WHAT TO DO: Every record must be restated exactly as written.

-------- EXERCISE DATA

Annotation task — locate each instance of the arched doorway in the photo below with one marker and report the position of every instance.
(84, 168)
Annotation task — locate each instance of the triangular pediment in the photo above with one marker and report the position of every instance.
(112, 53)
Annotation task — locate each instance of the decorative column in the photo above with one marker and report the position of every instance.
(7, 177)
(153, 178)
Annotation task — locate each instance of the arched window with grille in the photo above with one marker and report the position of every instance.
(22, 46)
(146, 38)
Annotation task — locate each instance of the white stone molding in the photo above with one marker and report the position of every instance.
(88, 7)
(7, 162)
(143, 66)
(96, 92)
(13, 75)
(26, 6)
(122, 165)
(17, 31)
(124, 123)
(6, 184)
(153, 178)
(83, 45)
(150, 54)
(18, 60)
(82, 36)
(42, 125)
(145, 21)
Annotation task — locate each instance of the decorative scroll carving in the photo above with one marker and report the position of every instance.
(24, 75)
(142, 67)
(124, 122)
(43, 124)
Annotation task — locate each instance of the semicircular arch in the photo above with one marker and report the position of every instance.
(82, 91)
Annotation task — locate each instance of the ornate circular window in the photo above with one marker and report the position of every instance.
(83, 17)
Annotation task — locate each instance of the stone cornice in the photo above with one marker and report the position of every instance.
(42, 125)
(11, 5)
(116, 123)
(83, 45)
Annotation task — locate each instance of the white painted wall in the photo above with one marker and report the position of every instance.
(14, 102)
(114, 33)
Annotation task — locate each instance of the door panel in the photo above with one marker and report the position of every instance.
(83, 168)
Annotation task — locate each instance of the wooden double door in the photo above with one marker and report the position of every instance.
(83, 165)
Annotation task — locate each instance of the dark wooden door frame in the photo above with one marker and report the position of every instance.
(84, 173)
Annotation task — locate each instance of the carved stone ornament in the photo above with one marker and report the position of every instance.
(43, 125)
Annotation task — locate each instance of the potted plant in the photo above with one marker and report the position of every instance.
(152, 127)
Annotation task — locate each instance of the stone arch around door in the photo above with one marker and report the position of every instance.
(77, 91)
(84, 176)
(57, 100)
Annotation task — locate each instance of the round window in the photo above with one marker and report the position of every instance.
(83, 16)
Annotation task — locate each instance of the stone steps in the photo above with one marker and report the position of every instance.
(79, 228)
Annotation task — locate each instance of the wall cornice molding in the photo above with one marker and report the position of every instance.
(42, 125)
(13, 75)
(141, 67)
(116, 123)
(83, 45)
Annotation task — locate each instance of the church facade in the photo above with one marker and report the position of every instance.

----------------

FINISHED TASK:
Annotation task — locate each instance of the arched doorway in the photo below with one marker and report the position of every instance.
(84, 168)
Annotation task — locate each instance of the triangular pediment in the photo above with one marker and report the position of every instance.
(112, 53)
Annotation task — locate each instance of the decorative column in the photo above with one marker and report the position of every instance.
(7, 177)
(153, 178)
Annotation task — locate each instance of the arched window with grille in the photo above with one marker and report the position of every instance.
(22, 46)
(146, 38)
Annotation task — locate each instance of the white stone molding in the photo above with one marker and report the position of every instance.
(88, 7)
(7, 162)
(143, 66)
(96, 92)
(13, 75)
(26, 6)
(122, 165)
(17, 31)
(124, 123)
(6, 184)
(153, 178)
(83, 45)
(150, 54)
(18, 60)
(82, 36)
(42, 125)
(145, 21)
Annotation task — locate each instance of the decorative scroll carving in the photo above with one marker and report the position of every instance.
(24, 75)
(142, 67)
(124, 122)
(43, 124)
Annotation task — locate each instance of the semicircular arch in the photo above with one marker and report the position of every instance.
(82, 91)
Annotation task — locate each instance of the ornate circular window in the photo above with one marker and report the position of every instance.
(83, 17)
Annotation task — locate each instance of the stone cornice in the photo above with one marker and report the position of every instance.
(42, 125)
(11, 5)
(116, 123)
(83, 45)
Annotation task — locate each instance of the white painted wall in the photo above with one marker and report the position of every instance.
(14, 102)
(114, 33)
Annotation task — locate each instance of the door panel in the photo above with one marker and report the position of every instance.
(83, 168)
Annotation task — locate each instance of the wooden double door in the photo above with one marker and report the position of every instance.
(83, 165)
Annotation task — locate each instance of the dark wooden door frame in the photo above with one marker and report the position of every instance.
(84, 173)
Annotation task — locate each instance of the carved stone ornament in the photo above with one marker and report the position of every instance.
(43, 125)
Annotation task — locate each instance of the potted plant in the photo above with one marker and report the position of every instance.
(152, 127)
Annotation task — locate each instance of the stone arch around door in the photo above with one marker and report the position of every instance.
(77, 91)
(84, 176)
(57, 100)
Annotation task — locate each instance of the round window in the photo above with one marker and report the position of every instance.
(83, 16)
Annotation task — locate each instance of the stone steps in the photo above with one marker and report the position of every instance.
(79, 228)
Annotation task — locate each instance of the wall cornice molding in the photo above with one marker and report the position of every instance.
(42, 125)
(13, 75)
(141, 67)
(116, 123)
(83, 45)
Annotation task — locate each instance of the church facade in the photo above with one marker and report the position of every instance.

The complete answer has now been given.